## WORK TO COMPLETE
Leave out the pictures, then output the lines of the records below from the first through the one containing "Target: cat 966g loader".
*** DATA FOR PROCESSING Section Begins ***
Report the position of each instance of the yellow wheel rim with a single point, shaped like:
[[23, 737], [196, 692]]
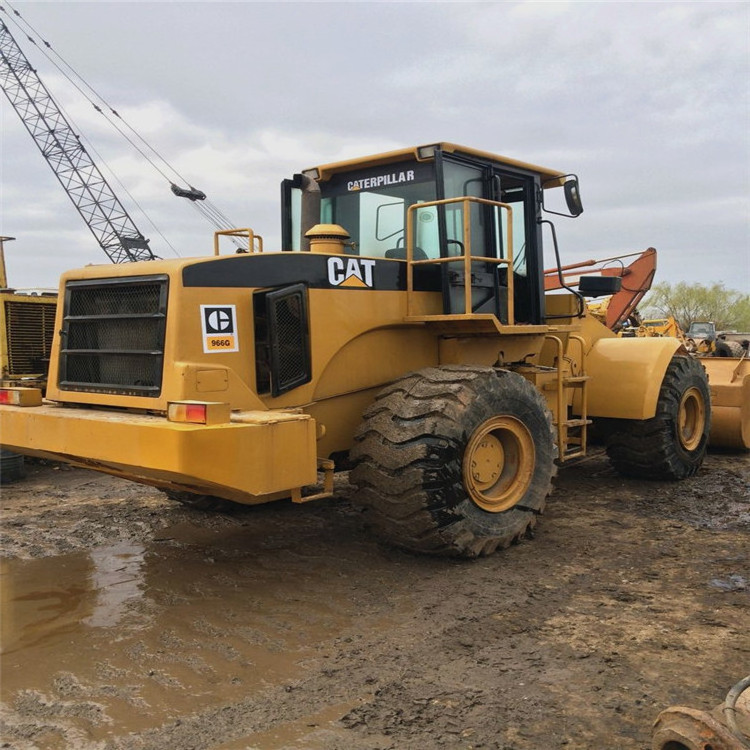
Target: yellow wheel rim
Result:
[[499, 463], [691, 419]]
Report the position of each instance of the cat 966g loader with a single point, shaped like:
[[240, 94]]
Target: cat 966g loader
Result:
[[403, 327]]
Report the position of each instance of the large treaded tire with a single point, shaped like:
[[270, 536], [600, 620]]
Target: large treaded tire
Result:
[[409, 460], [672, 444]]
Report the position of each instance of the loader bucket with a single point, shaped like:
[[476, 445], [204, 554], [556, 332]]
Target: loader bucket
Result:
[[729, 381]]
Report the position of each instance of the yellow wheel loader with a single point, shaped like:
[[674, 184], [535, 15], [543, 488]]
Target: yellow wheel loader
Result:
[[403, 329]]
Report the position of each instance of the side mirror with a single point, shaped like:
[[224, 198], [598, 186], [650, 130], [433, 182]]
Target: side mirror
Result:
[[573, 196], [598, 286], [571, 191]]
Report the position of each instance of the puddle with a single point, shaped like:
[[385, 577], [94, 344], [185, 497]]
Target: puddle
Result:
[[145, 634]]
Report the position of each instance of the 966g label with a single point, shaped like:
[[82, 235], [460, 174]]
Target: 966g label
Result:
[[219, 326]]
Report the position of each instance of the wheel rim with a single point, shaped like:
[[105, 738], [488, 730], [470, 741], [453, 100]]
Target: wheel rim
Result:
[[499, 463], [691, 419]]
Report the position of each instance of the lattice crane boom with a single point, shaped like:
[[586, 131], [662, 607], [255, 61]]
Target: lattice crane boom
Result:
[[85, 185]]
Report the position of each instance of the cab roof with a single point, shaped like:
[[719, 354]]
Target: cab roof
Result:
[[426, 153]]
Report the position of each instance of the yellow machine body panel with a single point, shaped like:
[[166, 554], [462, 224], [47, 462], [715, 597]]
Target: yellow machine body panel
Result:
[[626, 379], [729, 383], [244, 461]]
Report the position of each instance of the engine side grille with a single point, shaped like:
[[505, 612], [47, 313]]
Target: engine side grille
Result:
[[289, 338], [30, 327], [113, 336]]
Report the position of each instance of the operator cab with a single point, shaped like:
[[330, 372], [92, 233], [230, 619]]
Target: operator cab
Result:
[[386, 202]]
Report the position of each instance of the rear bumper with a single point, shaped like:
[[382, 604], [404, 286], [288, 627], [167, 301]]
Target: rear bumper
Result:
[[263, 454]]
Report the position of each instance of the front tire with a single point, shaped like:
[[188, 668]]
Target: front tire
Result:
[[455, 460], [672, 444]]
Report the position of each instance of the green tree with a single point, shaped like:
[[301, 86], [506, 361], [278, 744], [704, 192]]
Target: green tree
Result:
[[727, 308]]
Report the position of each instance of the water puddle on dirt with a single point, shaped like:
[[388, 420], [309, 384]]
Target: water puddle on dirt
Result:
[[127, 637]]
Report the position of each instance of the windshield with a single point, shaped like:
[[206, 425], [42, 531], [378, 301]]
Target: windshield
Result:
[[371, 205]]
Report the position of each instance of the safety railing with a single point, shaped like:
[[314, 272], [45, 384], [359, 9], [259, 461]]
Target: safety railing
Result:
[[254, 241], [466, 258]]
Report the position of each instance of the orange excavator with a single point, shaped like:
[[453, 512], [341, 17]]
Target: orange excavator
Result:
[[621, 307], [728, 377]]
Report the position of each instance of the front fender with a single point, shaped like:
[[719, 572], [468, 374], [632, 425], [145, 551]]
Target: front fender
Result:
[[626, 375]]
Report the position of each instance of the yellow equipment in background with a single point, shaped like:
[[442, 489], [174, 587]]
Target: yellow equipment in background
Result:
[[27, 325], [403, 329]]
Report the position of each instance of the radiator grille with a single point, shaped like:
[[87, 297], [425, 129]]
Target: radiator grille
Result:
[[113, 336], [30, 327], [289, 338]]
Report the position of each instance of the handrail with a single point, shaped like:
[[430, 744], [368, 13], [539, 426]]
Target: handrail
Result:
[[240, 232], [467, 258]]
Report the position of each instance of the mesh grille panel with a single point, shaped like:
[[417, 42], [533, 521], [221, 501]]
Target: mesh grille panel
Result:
*** DATA FOR PROCESSING Section Ends ***
## WRITTEN ANSWER
Report the position of each instance of the yellow wheel rim with a single point, shaped like:
[[23, 737], [196, 692]]
Target: yellow wheel rim
Result:
[[499, 463], [691, 419]]
Report the position of each instance of the cat 966g loader with a single point, shaped like:
[[240, 94]]
Target: cat 966g loader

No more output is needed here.